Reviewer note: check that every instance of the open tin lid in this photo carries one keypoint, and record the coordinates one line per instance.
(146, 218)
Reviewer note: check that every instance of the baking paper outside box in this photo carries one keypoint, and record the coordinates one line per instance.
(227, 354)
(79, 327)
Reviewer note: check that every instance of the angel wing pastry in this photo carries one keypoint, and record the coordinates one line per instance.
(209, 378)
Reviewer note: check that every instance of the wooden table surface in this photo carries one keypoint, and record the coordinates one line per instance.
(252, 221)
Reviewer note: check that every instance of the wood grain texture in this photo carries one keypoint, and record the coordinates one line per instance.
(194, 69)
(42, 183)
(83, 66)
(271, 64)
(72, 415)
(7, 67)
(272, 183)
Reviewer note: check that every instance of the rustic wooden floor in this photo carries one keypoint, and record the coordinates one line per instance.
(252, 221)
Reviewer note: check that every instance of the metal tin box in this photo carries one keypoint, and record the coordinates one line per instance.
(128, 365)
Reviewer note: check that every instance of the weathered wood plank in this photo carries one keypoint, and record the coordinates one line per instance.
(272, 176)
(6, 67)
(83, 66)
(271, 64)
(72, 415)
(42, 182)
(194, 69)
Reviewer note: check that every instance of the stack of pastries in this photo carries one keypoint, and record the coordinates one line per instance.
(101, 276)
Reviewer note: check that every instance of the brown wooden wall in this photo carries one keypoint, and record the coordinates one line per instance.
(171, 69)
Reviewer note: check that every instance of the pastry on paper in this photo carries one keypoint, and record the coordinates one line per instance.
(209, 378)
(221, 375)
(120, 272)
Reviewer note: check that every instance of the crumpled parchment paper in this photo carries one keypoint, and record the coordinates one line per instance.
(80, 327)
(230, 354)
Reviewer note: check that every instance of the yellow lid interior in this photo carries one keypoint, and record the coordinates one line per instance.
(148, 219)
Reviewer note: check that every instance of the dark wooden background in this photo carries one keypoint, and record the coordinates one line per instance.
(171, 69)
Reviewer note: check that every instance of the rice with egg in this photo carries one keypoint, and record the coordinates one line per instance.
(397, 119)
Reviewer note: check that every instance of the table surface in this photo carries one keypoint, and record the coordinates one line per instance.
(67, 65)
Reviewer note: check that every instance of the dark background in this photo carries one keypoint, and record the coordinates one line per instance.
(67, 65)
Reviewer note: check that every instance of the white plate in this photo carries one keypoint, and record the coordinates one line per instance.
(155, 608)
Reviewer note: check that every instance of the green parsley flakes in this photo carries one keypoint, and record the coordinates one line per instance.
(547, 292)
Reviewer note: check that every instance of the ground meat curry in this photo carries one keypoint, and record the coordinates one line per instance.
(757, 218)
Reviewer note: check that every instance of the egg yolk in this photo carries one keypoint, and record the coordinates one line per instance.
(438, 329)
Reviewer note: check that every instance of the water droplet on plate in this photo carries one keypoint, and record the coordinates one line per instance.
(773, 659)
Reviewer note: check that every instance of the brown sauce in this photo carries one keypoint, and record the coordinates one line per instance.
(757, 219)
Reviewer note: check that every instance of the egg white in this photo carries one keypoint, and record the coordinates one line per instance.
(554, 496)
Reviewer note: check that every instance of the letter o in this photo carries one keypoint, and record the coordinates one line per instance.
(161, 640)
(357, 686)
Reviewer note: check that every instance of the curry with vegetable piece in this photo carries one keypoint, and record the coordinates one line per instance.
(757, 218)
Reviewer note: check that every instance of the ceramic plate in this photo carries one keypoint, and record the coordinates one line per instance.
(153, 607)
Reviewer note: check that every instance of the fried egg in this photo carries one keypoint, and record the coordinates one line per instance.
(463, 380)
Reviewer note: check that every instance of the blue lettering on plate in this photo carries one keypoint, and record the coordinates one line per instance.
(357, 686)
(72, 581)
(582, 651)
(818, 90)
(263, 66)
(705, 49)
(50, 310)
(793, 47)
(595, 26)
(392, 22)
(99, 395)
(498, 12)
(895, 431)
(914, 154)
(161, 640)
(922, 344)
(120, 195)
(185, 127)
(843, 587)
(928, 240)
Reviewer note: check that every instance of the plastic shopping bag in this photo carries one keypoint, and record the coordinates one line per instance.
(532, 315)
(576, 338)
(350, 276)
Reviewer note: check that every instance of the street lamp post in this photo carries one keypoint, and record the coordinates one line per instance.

— What you will do —
From the line holding "Reviewer note: check that every instance of the egg white" to the last line of the entries above, restate each line exactly; include both ends and omit everything else.

— Worked solution —
Reviewer note: check that every instance of the egg white in this photo carries one keypoint, and record the coordinates one line per instance.
(554, 496)
Reviewer note: check that every instance of the letter o in this photo carries one keypoint, and record the coordinates one line per instance.
(161, 640)
(357, 686)
Reviewer note: check that every instance of the curry with vegetable piece in this photo carries one keypoint, and record the coordinates one line per instance.
(757, 218)
Reviewer note: check that every instance of the ceramic plate in this photo carries one keypoint, and record the coordinates one line per instance.
(153, 607)
Reviewer note: check that every instance of the fried egg in this photo carries one keypoint, and record the coordinates one line per instance.
(463, 380)
Reviewer note: check that every instance of the blue lettering on plate in this photo carries one keypoint, and record the coordinates one line per instance.
(357, 686)
(72, 581)
(582, 651)
(818, 90)
(263, 66)
(705, 49)
(50, 310)
(793, 47)
(595, 26)
(392, 22)
(99, 395)
(498, 12)
(895, 431)
(914, 154)
(161, 640)
(922, 344)
(120, 195)
(185, 127)
(843, 587)
(928, 240)
Reviewer note: check that every instance of the plastic shopping bag in this photo carries one keypoint, and record the coordinates one line per instance.
(532, 315)
(576, 338)
(350, 276)
Reviewer note: check that every instance of the street lamp post in this photo carries one keypoint, and record the coordinates one line per instance.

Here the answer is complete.